## Aim A
Summarize the ELCC passage in two sentences.
## Aim B
Reproduce verbatim the portion of the ELCC passage from "Figure 7, Figure 8 and Figure 9 show" up to and including "and Figure 9.".

━━━━━ Provided passage ━━━━━

For monthly wind ELCC, the zero values of ELCC during the cold months also happens for the same reason already explained for the daily ELCC, and the only difference is that a month is the base time interval where the condition $LOL{E}_{Load}=LOL{E}_{prior}$ is sought.

Figure 7, Figure 8 and Figure 9 show the daily, monthly, and yearly ELCC of PV power for 2017, 2018, and 2019 in the SIN.

The same observations for weekends and the load decrease from May to August apply for the PV generation. One additional comment is that for most non-zero ELCC, its value is higher than the PV generation. That happens because the generation’s data are an average for each day in Figure 7, Figure 8 and Figure 9.

Figure 10 and Figure 11 allow looking into the hourly generation. From Figure 10, it can be seen that during high loads on weekdays (around 12 pm), the PV generation is considerably more significant than its daily average and significantly aligned with the peak load, increasing the ELCC above the average generation. In the wind generation case, the events where ELCC is greater than the average generation are less frequent. That is because, in wind generation, the hourly values are much closer to its daily average generation, indicating a lower variation within the same day, as shown in Figure 11. In the PV case, given that it only generates when there is the sun, the variation within the same day is much more significant, as shown in Figure 10.

3.2.2. Northeast Subsystem

Figure 12, Figure 13 and Figure 14 present the simulation results for wind generation in the Northeast subsystem from 2017 to 2019.

When analyzing the wind generation in the Northeast subsystem, the ELCC behavior is different. On the weekends, the daily ELCC value does not go to zero, and from May to August, it also does not go to zero, differently from the SIN simulation. The daily ELCC follows the generation much more closely than in the SIN simulation. That happens because, in the Northeast subsystem, relative participation of PV and wind capacity in the total generation is greater. As quoted before, the relative participation of wind capacity in all installed capacity of the Northeast subsystem is 38% [26]. Consequently, it has a higher ratio of wind to conventional generation. Having those characteristics, even though the load decreases in the weekends or the May-August period, the conventional generation cannot alone meet the demand reliably. Hence, the wind generation presents a daily ELCC always greater than zero and close to the generation level.

Figure 15, Figure 16 and Figure 17 show the PV generation’s simulation results in the Northeast subsystem for 2017 to 2019. As for PV in the SIN simulation, there are cases where the ELCC is greater than the average daily generation. The explanation is the same as the one given in the SIN simulation.

It should be expected that as for wind in the Northeast subsystem, the ELCC of PV should not fall close to zero during weekends as PV is relatively more important in this subsystem than in the SIN. However, this is not the case. A closer look in the behavior of the hourly generation of wind and PV in the Northeast subsystem, shown in Figure 18 and Figure 19, provides more explanatory elements.

Figure 18 shows that during weekends (hours 96 to 144 and 264 to 312), the demand is considerably lower than on weekdays, most notably during the late morning hours and the afternoon. That is the time where the PV Generation is generating and reaches its maximum. During the weekends’ early morning hours and the night hours, the demand increases, but there is no PV or low PV generation. The load and the PV generation’s behavior during the weekends results in a low daily ELCC, even though it is being analyzed only by the Northeast subsystem. In weekdays there is a good alignment between the peak PV generation and the peak day load which drives the ELCC up.

━━━━━ Entries shown ━━━━━

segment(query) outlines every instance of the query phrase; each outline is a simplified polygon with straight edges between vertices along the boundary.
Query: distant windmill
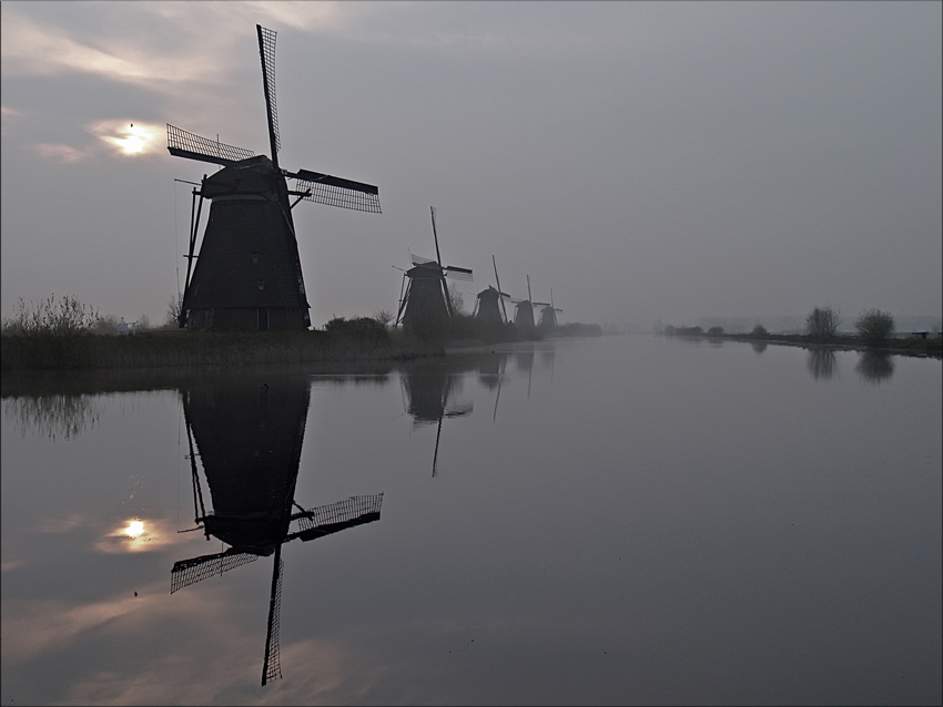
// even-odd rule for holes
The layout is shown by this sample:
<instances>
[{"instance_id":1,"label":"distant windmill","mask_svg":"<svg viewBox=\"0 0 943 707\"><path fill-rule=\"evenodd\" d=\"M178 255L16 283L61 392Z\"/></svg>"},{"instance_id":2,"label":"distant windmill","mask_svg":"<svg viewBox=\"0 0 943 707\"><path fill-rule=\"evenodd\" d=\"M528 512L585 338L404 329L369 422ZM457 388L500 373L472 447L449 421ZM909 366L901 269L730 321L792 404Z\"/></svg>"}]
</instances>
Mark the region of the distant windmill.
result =
<instances>
[{"instance_id":1,"label":"distant windmill","mask_svg":"<svg viewBox=\"0 0 943 707\"><path fill-rule=\"evenodd\" d=\"M310 305L292 208L306 199L379 213L379 194L371 184L308 170L287 172L278 166L275 32L258 24L255 28L271 158L168 124L172 155L223 166L211 176L204 175L200 188L193 189L179 325L194 330L307 328ZM287 178L295 181L294 188L288 188ZM294 198L291 203L290 197ZM194 248L203 199L211 202L210 222L197 256Z\"/></svg>"},{"instance_id":2,"label":"distant windmill","mask_svg":"<svg viewBox=\"0 0 943 707\"><path fill-rule=\"evenodd\" d=\"M183 391L196 529L230 545L223 552L174 563L171 594L258 557L274 555L262 685L282 676L278 625L282 545L379 520L383 494L351 496L305 510L295 503L298 463L310 403L307 381L266 376L237 386L200 383ZM268 385L271 383L271 386ZM196 450L194 450L194 441ZM212 498L204 502L203 473Z\"/></svg>"},{"instance_id":3,"label":"distant windmill","mask_svg":"<svg viewBox=\"0 0 943 707\"><path fill-rule=\"evenodd\" d=\"M504 324L507 321L507 309L505 309L504 300L509 299L510 295L501 291L501 281L498 279L498 266L497 263L495 263L494 255L491 256L491 264L495 266L495 281L498 284L498 288L495 289L488 285L487 289L483 289L478 293L475 301L475 311L472 316L481 321L497 321L499 324ZM500 308L498 308L498 303L500 303ZM504 317L501 317L503 311Z\"/></svg>"},{"instance_id":4,"label":"distant windmill","mask_svg":"<svg viewBox=\"0 0 943 707\"><path fill-rule=\"evenodd\" d=\"M557 312L564 312L562 309L559 309L554 306L554 288L550 288L550 301L547 303L534 303L535 305L543 305L540 308L540 324L537 326L541 329L554 330L557 328Z\"/></svg>"},{"instance_id":5,"label":"distant windmill","mask_svg":"<svg viewBox=\"0 0 943 707\"><path fill-rule=\"evenodd\" d=\"M530 276L527 276L527 299L513 299L516 305L514 324L518 327L534 327L534 305L530 296ZM539 303L538 303L539 304Z\"/></svg>"},{"instance_id":6,"label":"distant windmill","mask_svg":"<svg viewBox=\"0 0 943 707\"><path fill-rule=\"evenodd\" d=\"M472 270L454 265L444 266L438 248L436 233L436 209L429 207L433 217L433 238L436 244L436 259L412 256L413 267L403 274L408 285L399 301L396 324L414 331L426 330L429 326L454 316L452 298L448 294L446 277L470 280Z\"/></svg>"},{"instance_id":7,"label":"distant windmill","mask_svg":"<svg viewBox=\"0 0 943 707\"><path fill-rule=\"evenodd\" d=\"M463 362L452 360L405 363L400 386L406 398L406 411L413 416L417 427L436 423L436 445L433 453L433 477L438 475L438 444L444 418L462 418L472 414L473 403L454 403L453 393L459 382L455 367Z\"/></svg>"}]
</instances>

━━━━━

## Exercise solution A
The ELCC passage examines the ELCC of wind and PV generation in the SIN and the Northeast subsystem, noting that PV ELCC is often higher than its daily average generation because PV output peaks around 12 pm on weekdays, aligned with the peak load, while hourly wind output stays much closer to its daily average. In the Northeast subsystem, where wind accounts for 38% of installed capacity, the daily wind ELCC stays above zero on weekends and from May to August, but PV ELCC remains low on weekends because weekend demand falls during the late morning and afternoon hours when PV generation peaks.

## Exercise solution B
Figure 7, Figure 8 and Figure 9 show the daily, monthly, and yearly ELCC of PV power for 2017, 2018, and 2019 in the SIN.

The same observations for weekends and the load decrease from May to August apply for the PV generation. One additional comment is that for most non-zero ELCC, its value is higher than the PV generation. That happens because the generation’s data are an average for each day in Figure 7, Figure 8 and Figure 9.